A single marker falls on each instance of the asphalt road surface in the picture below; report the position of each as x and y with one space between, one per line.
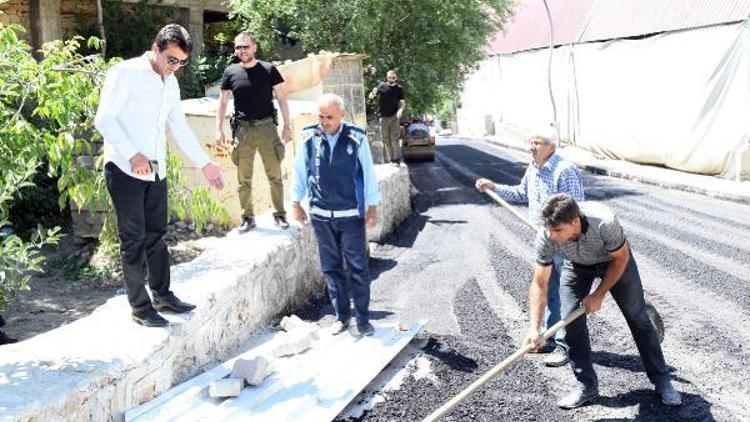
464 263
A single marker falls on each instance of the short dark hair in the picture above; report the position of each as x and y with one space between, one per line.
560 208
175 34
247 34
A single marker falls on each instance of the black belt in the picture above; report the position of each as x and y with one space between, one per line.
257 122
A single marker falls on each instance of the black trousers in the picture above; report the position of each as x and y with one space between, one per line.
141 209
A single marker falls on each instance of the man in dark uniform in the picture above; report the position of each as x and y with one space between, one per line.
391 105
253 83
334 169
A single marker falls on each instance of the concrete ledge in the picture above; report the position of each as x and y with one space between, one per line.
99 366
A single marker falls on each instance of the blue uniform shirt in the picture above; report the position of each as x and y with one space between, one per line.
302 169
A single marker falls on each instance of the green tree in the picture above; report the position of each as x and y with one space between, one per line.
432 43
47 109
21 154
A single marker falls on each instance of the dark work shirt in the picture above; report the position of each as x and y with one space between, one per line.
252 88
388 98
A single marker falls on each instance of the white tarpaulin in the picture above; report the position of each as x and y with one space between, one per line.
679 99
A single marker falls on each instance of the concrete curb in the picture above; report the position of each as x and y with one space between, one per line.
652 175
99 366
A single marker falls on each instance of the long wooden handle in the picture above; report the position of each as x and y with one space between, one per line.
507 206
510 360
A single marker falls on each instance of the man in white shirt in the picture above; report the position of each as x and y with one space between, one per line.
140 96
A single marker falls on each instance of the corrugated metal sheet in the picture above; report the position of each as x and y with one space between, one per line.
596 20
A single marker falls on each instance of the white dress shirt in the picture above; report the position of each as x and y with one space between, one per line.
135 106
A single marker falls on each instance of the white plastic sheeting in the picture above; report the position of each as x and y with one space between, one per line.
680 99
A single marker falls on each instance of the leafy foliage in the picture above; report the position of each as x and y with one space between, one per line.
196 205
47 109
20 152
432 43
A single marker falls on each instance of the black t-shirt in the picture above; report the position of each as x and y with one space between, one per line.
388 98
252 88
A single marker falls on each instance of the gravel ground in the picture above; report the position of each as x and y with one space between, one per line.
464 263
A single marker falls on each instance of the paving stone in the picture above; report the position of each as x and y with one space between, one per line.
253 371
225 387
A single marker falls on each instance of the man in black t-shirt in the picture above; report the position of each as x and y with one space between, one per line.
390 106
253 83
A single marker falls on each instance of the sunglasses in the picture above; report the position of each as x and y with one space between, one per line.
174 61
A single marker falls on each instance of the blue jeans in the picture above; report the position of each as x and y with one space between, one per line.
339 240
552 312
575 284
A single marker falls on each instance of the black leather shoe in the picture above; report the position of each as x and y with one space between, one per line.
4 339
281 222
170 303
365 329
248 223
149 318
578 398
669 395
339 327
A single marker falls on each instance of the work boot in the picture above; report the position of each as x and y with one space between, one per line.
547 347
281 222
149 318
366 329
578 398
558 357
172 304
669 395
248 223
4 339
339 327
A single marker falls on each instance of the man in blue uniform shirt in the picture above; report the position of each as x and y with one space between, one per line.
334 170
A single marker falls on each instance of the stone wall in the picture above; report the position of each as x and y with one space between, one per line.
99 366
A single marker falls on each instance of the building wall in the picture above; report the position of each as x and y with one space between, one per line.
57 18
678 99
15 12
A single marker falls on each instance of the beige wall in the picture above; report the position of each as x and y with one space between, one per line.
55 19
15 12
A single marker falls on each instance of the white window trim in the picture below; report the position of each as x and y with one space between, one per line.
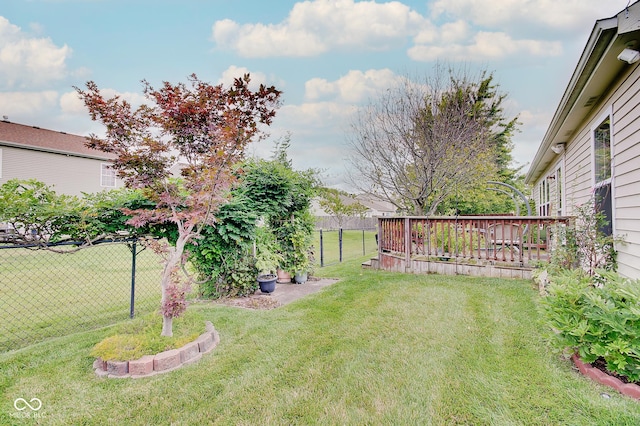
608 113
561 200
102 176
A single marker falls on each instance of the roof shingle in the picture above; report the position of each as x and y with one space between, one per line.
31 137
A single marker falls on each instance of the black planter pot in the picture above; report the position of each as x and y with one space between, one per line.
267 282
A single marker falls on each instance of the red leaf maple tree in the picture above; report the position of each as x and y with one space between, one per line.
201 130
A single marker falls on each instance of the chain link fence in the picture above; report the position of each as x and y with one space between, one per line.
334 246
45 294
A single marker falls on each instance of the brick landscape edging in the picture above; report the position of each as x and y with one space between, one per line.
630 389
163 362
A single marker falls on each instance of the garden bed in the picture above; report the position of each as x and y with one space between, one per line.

### AIM OF THE TASK
Return all of the entries exactly as written, but drop any pictures they hold.

### REPLY TO THE EXERCISE
A single marker falls on each instance of the asphalt road surface in the picture below; report the position of each as x and y with one space between, one per line.
464 263
A single marker falls on each instance of the short dark hair in the picture above; report the position of each as x and y with one space between, one per line.
560 208
175 34
247 34
A single marker falls on each instance of the black belt in the picture above; report the position of each as x and y with one space between, one per line.
257 122
A single marker falls on each instance of the black trousers in the picture above; report the position of each as x and y with one space between, one per line.
141 209
A single marker falls on each instance of the man in dark uniform in the picture above; report the position of each as x and y with one space between, one per line.
391 105
253 83
334 169
A single marker falls on each instance of the concrete ledge in the picture above; report the position of each as x and y with one space between, one per line.
99 366
A single marker falls on each instance of the blue uniform shirt in the picture above; report the position of each as x and y with one space between, one per line.
302 169
A single marker falls on each instance of the green tree in the picture above; report the position of each as x and y with one space between, one per line.
432 43
47 109
21 154
A single marker falls on each instance of the dark work shirt in the picture above; report the position of each as x and y with one space between, one per line.
252 88
388 98
A single marker falls on each instance of the white tarpaulin in the picture above; report the position of each as x and y with one space between, one per line.
679 99
A single marker falls on each instance of the concrete curb in the picture above; report the position of each as x and y with one space between, one per line.
652 175
99 366
A single marker falls on each instance of the long wooden handle in the picture above; report the position of each as x and y with one space between, one per line.
507 206
510 360
A single marker falls on each instance of the man in white shirt in the picture above; report the position of each as x and y with one space between, one per line.
140 96
A single marker falls on each instance of the corrugated metal sheet in the picture above; report the position of each as x and y with one space between, one per line.
596 20
A single marker falls on each instance of the white dress shirt in the picture above; report the position of each as x and y with one space between, one per line.
135 106
A single marker falls on each instance of the white plastic sheeting in the picture above; report the position of each as x and y with one space between, one per line.
680 99
A single marker falls on each instance of the leafy foliage in the picture above; report the position of each as x and y with one space between, one per line.
196 205
47 109
20 152
432 43
A single marker falls on each instance of the black t-shirt in the picture above; report the position of each as x and y with one space between, one per line.
388 98
252 88
A single marker falls on each instance of the gravel ground in the picture above; report the position of each as x and y with one space between, one per line.
464 263
A single marker falls on each instance of the paving stone in the picture above; report the position of each as x and y with one space between, one per line.
253 371
225 387
A single marker falls on each instance of the man in black t-shirt in the picture above; report the position of each as x and y with one space between, one per line.
390 106
253 83
A single marker falls on each instance of the sunglasses in the picture above; report the position of each as x and y with one space between, one per line.
174 61
A single marker falls on each instance of the blue jeans in the picture above; report the position of each as x and y with one space between, one per line.
339 240
552 312
575 284
A single marker falls on each instance of the black leather shoe in the picture above; report the position of each as x and y with one space between, one per line.
4 339
281 222
170 303
365 329
248 223
149 318
578 398
669 395
339 327
A single marker falls on each instance of the work boot in the picture above; report the position of each as x and y with one space between, one per line.
547 347
281 222
149 318
366 329
578 398
558 357
172 304
669 395
248 223
4 339
339 327
A single marker falls on each instance of the man in blue uniform shirt in the picture above; report the position of each as x and y with one space between, one per line.
334 170
A single marker falls on each instance of the stone wall in the picture above; report the position of each as x and y with one space between, one per line.
99 366
A single marker falls on each instance of the building wall in the picture above; report the position of each as x and y with one space between, one per line.
57 18
678 99
15 12
A single marker falls on each instance of the beige wall in the picture above; report the position of each as x and y with one space between, one per line.
55 19
15 12
A single marker falls on each instance of the white window trim in the picture below; report the position of each as x and y with one space between, one per line.
608 113
561 200
102 176
A single marker falls on each instance of the roof shingle in the picture above; report the position of each as x and y with one space between, one per line.
31 137
A single marker falls on each instance of the black planter pot in the picture above; report the position of each as x and y with one space between, one per line.
267 282
A single marker falls on each instance of the red leaf maple tree in the picture above; report the position of each as x and y with one space between, one per line.
201 130
A single marker falls on each instance of the chain link fence in the picture above; report the position of each as x and y with one space between, one per line.
334 246
45 294
A single marker falls on each instance of the brick landscape edging in the picture above; report the position of each as x and y with one space between, one per line.
630 389
163 362
A single marker falls on each instance of the garden bed in the picture above; report the position of each as x and y with one space between, one per line.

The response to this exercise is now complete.